WORK REQUIRED>
Between the line containing "positive clicks: (63, 183) (54, 198)" and the line containing "rough mask: <svg" lies a run of lines; give that run again exactly, with both of those lines, and nothing else from the entries below.

BEGIN MATERIAL SHOWN

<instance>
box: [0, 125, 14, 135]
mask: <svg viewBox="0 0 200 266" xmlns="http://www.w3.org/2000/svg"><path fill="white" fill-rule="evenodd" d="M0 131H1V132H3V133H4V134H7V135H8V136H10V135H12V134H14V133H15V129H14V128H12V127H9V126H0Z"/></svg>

END MATERIAL SHOWN
BEGIN MATERIAL SHOWN

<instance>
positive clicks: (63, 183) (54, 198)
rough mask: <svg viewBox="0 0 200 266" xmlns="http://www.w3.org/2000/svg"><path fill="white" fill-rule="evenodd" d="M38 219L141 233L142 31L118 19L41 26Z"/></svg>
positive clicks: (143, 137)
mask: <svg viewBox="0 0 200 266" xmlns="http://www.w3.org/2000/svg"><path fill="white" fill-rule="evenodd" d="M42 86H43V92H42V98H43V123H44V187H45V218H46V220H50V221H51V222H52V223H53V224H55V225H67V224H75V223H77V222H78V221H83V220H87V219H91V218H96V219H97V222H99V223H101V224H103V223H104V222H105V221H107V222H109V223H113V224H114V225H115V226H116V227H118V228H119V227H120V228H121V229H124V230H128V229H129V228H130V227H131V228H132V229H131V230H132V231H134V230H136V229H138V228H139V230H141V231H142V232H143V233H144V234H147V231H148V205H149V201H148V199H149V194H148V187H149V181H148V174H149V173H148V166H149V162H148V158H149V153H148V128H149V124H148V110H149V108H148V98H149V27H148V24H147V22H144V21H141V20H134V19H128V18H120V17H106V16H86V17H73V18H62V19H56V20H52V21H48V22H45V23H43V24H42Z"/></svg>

END MATERIAL SHOWN
BEGIN MATERIAL SHOWN

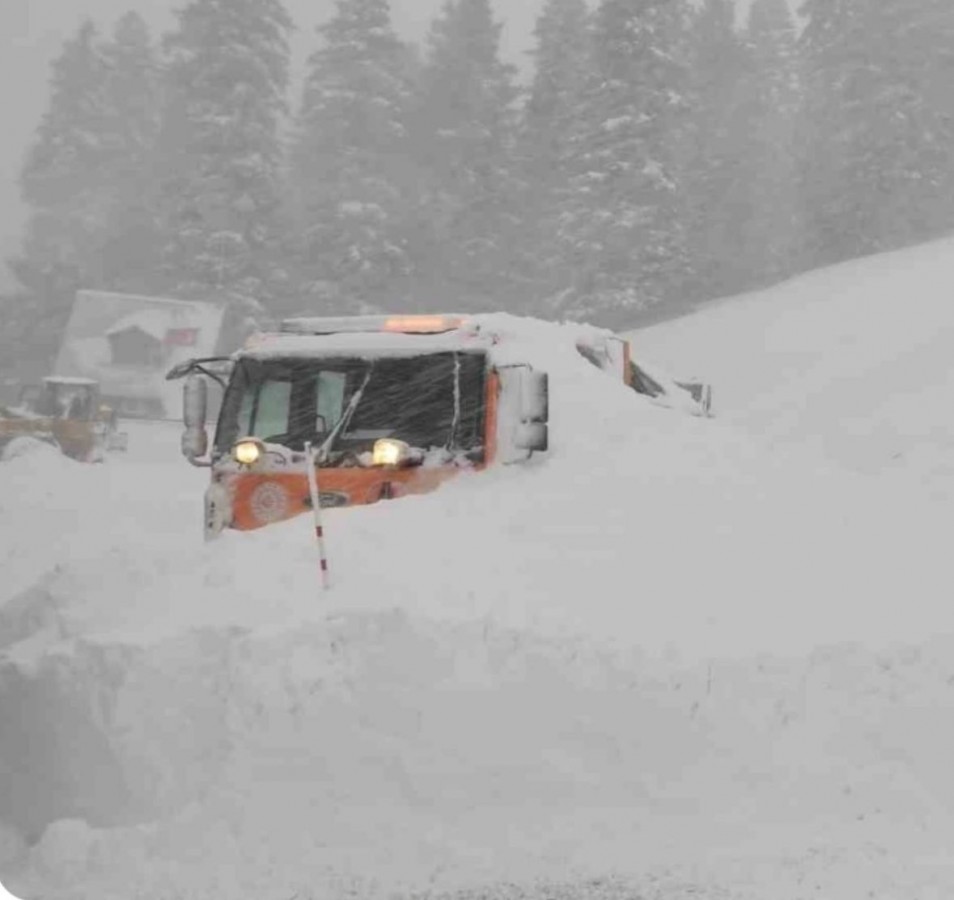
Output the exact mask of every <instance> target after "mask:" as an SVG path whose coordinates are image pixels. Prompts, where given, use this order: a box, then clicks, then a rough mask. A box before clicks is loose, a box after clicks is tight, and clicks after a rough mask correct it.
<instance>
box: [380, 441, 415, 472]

END MATERIAL SHOWN

RESPONSE TO THE EXERCISE>
positive clicks: (63, 183) (54, 198)
rough mask: <svg viewBox="0 0 200 266" xmlns="http://www.w3.org/2000/svg"><path fill="white" fill-rule="evenodd" d="M38 219L141 233L142 31L118 19L41 26Z"/></svg>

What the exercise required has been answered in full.